PAGE EXCERPT:
● ● ●
If (1), (2) and (3) are in place, the trend in cycle time, for example, may easily show that something is progressively wrong with our ability to develop new features, which upon closer consideration may be due to the problems with the SUD. In (2) we said “averages and variance” for a reason. In fact, it is characteristic of this type of problems to simultaneously lead to longer durations and higher variability.

But economic impact doesn’t end here, with just longer and less predictable feature implementation durations. What inevitably comes in play is an interesting epiphenomenon of such volatility: increased delayed error rate. This is a “premium” on top of everything else that leads to more sneaky defects, architectural and other nonfunctional flaws, decreasing readability and maintainability of the system. The actual cost of a feature may grow a couple of orders of magnitude over the course of a few years without your organization even suspecting what’s going on…

What to Do About It?

The most commonly seen “solution” is actually the least desired! Yes, I’m talking about throwing more people at the problem, which Fred Brooks rightly calls out as a very poor approach to the problem (see [3]). Here’s something important to remember:

While it is possible to somewhat mitigate the impact of complexity of a large software system, no such improvement is able to  significantly reverse the dynamic and claim back the long lost organizational productivity.

In fact, I want to strongly caution the reader against any “architectural miracles”, including those that involve significant “wholesale” system redesign or even full rewrite. Those are often poor economic decisions, based on unsubstantiated estimates and wishful thinking. Improvements are absolutely possible, but they require strong discipline of highly incremental evolution of the design, which is a foreign concept to most organizations.

The solution is simple:

Stop uncontrollably loading crap into the system, just because you have the capacity to do so!

Or rather let me restate this in a lot more politically acceptable lingo:

In an organization that does not posses a viable validation capability, most of the functionality represents very little actual business value. 

Indeed, most organizations and their product management is simply not geared for proper experimentation and validation. Despite the formal advent of Agility, most requirements committed to development represent no more than wishful thinking. The fact that we are using backlogs and prioritization, while actually never crossing the organizational boundary and setting a real outbound experiment, plays a nasty trick on our organizations: it solidifies the conviction that “we are agile”, while in fact we are simply operating in an open-loop system. This causes also a “wholesale” psychology among business stakeholders: if the cumulative amount of features produces less value than we’ve expected, let’s load more next time! …An absolutely flawed thinking. This is as bad as sewage overflowing into the water supply. After all, we never really made the transition from thinking requirements to thinking hypotheses and experiments; and that is an absolutely required prerequisite to be able to successfully adopt the following tenet:

An organization should seek how to implement less, not more, functionality to provide sustainable flow of high value now and in the future. 

This drastically changes organizational logic and tremendously slows down the growth of complexity. And the truth of the matter is that not so many organizations will be able to essentially advance in this direction, as almost two decades of Agile adoption had reliably demonstrated. But this means two great things, if we are being conscious about it:

  1. We are living in a real world, not in some illusionary Happy Land
  2. When properly implemented, this strategy represents a very significant competitive edge… simply because your completion most likely doesn’t do it properly

 

References

  1. https://en.wikipedia.org/wiki/Lehman%27s_laws_of_software_evolution
  2. Network Complexity and Volatility of Software Systems, http://orgmindset.com/network-complexity-and-volatility-of-software-systems/
  3. F. Brooks, The Mythical Man-Month, Addison-Wesley, 1975.
● ● ●
WORK TO COMPLETE:
1. Condense the paragraph of the software complexity excerpt that begins "In fact, I want to strongly caution" into a short bulleted list that keeps its main points.
2. From the software complexity excerpt, write out word for word everything from "In fact, I want" down to "capacity to do so!".
● ● ●
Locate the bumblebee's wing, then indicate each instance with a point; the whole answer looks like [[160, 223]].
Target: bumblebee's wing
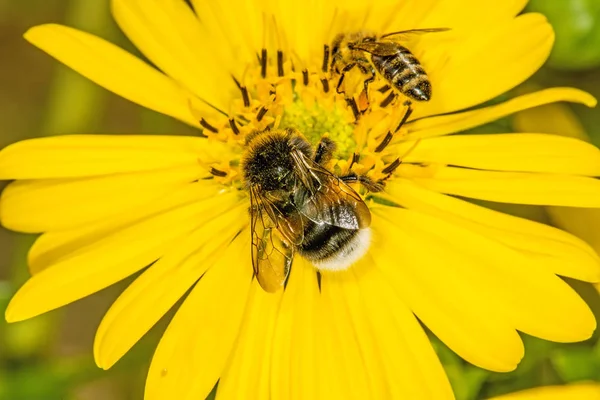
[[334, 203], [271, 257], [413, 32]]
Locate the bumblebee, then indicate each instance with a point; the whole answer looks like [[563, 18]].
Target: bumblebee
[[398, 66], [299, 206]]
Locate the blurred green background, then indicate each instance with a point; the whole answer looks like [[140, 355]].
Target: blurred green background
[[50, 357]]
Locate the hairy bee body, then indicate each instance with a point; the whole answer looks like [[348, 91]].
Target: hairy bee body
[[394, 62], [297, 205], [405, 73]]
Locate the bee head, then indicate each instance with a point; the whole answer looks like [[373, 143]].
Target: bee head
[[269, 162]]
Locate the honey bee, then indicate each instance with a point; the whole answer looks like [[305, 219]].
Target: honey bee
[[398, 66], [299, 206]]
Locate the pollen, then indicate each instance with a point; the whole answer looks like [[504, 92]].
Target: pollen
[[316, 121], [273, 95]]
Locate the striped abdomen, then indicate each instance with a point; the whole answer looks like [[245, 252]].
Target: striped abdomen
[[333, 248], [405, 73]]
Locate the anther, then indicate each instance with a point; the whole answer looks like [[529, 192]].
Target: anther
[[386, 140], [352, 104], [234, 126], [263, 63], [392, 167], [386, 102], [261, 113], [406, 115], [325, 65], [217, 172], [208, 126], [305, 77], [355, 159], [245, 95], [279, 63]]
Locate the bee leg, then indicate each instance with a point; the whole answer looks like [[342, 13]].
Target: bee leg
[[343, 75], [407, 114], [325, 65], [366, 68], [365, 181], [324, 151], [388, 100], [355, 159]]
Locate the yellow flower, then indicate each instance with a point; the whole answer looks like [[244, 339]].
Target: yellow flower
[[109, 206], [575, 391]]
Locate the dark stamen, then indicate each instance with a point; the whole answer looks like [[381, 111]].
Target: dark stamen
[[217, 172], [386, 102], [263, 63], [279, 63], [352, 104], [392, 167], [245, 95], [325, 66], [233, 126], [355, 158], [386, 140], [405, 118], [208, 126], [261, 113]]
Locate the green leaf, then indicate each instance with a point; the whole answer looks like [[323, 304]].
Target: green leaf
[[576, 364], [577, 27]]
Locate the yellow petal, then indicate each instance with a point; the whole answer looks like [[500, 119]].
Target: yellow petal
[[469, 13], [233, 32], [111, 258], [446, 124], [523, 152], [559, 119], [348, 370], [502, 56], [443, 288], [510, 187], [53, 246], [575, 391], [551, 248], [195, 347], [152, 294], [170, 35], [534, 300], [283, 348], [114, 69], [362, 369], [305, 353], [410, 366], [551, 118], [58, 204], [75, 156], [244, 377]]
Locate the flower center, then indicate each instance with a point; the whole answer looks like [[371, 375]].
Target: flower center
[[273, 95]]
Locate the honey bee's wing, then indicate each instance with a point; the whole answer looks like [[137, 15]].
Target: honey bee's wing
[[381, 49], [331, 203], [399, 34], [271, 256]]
● ● ●
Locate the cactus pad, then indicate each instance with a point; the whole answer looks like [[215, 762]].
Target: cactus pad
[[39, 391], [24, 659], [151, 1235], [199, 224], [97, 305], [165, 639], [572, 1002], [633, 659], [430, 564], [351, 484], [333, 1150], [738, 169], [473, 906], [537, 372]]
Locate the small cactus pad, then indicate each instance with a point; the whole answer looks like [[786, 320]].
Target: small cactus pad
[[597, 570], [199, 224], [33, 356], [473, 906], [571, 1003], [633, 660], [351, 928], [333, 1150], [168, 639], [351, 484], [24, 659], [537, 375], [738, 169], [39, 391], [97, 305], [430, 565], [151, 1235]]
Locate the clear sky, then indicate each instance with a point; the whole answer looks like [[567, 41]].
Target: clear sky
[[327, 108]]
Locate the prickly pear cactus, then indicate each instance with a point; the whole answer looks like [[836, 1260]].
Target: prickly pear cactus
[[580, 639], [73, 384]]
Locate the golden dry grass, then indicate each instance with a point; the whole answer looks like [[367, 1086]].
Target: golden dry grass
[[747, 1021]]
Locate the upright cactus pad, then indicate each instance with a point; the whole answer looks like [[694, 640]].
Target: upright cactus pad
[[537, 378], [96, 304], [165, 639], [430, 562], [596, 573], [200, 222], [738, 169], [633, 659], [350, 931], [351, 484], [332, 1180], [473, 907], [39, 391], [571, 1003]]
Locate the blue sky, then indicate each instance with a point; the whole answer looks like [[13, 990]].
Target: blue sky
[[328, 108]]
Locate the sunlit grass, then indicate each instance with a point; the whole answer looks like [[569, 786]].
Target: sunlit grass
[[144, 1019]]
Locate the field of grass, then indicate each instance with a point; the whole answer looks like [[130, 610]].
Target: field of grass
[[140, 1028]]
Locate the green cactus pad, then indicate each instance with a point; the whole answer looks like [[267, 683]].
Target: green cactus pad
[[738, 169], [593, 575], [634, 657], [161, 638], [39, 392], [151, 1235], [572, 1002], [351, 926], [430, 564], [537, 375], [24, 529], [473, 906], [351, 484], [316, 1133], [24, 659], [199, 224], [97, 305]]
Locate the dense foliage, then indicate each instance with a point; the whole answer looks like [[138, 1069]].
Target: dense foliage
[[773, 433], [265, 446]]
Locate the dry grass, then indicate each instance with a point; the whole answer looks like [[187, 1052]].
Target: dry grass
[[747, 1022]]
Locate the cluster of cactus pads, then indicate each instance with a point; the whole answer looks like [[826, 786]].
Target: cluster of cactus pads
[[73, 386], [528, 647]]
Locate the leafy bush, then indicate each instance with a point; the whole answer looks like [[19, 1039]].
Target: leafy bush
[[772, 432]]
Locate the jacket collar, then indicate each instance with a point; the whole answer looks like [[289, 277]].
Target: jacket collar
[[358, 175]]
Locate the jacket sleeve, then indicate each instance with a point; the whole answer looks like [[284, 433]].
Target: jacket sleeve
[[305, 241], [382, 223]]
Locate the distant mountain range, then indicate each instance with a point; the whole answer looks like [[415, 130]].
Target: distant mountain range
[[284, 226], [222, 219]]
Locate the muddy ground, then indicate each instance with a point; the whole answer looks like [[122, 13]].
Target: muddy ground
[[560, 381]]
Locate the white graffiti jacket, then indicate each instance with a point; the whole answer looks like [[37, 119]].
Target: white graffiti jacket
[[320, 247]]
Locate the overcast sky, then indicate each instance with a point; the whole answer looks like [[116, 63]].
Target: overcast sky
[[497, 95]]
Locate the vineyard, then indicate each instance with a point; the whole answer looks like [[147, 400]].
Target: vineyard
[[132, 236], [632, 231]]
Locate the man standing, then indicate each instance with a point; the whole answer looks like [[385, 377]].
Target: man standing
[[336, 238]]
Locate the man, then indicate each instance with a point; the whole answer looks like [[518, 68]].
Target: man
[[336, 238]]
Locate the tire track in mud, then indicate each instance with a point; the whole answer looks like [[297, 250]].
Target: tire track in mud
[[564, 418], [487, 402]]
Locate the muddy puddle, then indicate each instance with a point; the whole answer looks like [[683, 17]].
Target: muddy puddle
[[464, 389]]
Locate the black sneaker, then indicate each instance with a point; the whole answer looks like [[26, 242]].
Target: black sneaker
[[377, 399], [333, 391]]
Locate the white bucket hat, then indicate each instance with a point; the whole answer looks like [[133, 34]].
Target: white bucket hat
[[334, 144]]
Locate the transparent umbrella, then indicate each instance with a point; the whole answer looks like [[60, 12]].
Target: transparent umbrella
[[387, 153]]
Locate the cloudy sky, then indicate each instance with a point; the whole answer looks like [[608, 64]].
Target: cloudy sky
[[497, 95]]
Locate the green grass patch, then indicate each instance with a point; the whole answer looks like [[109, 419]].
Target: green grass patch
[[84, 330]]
● ● ●
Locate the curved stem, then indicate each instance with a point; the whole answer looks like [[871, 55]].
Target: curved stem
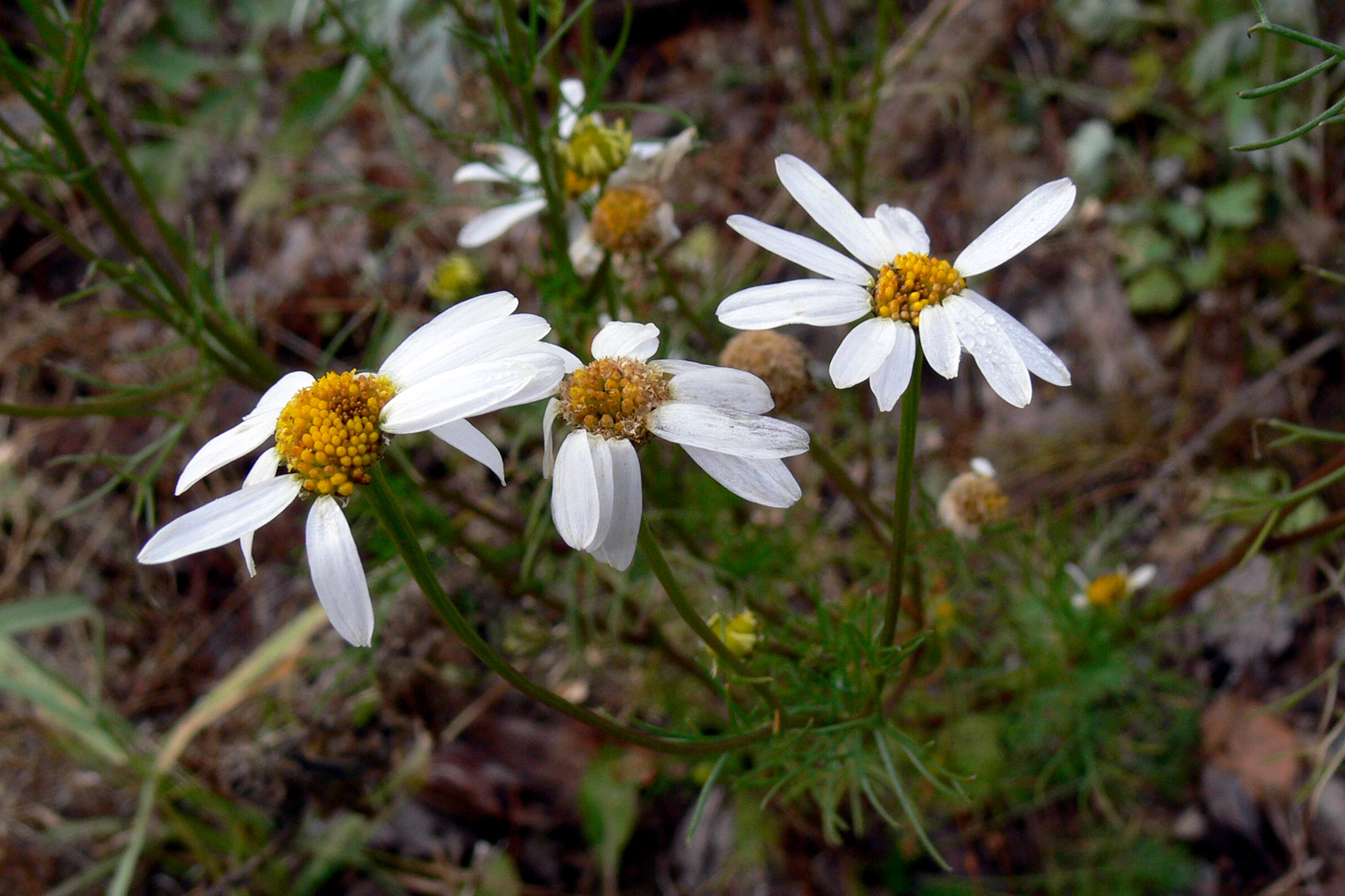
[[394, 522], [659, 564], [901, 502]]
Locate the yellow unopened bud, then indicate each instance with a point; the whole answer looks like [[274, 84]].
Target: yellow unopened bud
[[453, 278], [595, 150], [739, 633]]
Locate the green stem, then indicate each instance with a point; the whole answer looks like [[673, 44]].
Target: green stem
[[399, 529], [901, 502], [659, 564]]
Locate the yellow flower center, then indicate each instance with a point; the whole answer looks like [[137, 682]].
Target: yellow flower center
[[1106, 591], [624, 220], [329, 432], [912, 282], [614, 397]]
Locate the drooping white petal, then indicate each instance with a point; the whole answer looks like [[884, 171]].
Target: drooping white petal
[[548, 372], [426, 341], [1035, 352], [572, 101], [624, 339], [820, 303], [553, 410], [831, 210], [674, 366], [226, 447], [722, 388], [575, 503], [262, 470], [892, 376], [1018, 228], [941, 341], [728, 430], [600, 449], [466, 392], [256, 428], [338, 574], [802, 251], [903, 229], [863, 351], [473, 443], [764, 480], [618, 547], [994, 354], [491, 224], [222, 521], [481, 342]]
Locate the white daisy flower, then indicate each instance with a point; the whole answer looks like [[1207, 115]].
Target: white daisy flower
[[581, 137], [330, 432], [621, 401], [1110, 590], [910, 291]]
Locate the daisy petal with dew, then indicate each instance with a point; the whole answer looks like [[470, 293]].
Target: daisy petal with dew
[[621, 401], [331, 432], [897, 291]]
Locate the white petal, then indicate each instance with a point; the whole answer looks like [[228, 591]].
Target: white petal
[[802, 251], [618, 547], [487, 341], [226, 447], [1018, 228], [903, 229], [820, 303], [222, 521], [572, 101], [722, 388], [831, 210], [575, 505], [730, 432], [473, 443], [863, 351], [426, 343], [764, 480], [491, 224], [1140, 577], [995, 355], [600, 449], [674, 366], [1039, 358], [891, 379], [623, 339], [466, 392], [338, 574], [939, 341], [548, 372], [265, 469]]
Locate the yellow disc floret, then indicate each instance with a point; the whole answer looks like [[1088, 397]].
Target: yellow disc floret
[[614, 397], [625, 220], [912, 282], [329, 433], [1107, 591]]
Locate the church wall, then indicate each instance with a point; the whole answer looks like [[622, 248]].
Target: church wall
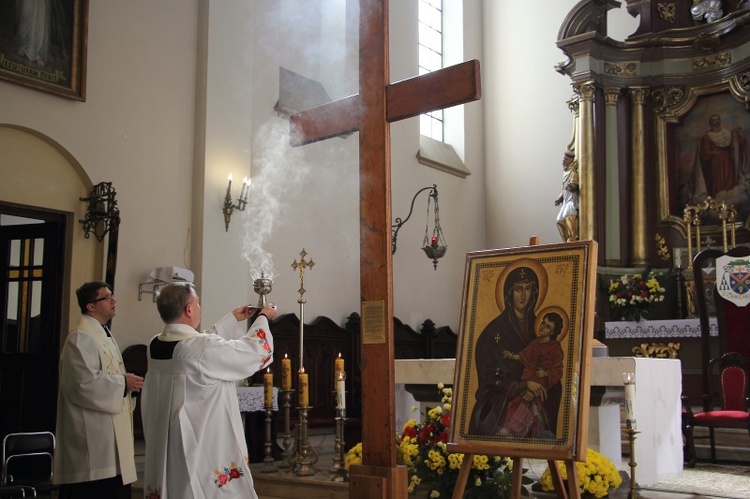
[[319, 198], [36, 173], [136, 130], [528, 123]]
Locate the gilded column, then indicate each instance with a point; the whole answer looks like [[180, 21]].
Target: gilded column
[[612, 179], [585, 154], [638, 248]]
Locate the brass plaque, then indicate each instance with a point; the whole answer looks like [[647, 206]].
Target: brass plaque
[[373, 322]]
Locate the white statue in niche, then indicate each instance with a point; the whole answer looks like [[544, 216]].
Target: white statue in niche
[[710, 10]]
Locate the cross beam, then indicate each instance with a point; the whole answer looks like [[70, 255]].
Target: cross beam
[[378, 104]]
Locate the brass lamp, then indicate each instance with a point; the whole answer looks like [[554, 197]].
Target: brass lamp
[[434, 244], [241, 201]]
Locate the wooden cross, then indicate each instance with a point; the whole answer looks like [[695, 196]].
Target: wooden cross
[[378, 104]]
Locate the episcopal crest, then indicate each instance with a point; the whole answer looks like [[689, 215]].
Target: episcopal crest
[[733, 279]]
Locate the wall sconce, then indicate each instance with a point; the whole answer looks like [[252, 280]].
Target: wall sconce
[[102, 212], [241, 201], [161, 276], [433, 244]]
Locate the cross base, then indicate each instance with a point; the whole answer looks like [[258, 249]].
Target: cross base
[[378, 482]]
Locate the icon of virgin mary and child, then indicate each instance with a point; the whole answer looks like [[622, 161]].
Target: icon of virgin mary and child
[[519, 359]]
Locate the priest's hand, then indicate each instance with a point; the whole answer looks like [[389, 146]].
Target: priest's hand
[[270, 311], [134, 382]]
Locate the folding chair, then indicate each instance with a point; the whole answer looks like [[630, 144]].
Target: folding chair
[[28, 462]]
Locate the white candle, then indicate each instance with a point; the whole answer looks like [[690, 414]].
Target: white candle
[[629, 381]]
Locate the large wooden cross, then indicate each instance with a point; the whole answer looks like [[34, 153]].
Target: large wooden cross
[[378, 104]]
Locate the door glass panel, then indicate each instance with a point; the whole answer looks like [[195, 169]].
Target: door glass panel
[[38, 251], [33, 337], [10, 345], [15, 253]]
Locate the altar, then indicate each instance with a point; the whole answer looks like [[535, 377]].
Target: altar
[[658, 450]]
● ● ●
TASK RESULTS:
1.
- Be wary of "architectural miracles," including large-scale system redesigns or full rewrites.
- These are often poor economic decisions built on unsupported estimates and wishful thinking.
- Improvement is possible, but it takes disciplined, highly incremental evolution of the design, which most organizations are unfamiliar with.

2.
In fact, I want to strongly caution the reader against any “architectural miracles”, including those that involve significant “wholesale” system redesign or even full rewrite. Those are often poor economic decisions, based on unsubstantiated estimates and wishful thinking. Improvements are absolutely possible, but they require strong discipline of highly incremental evolution of the design, which is a foreign concept to most organizations.

The solution is simple:

Stop uncontrollably loading crap into the system, just because you have the capacity to do so!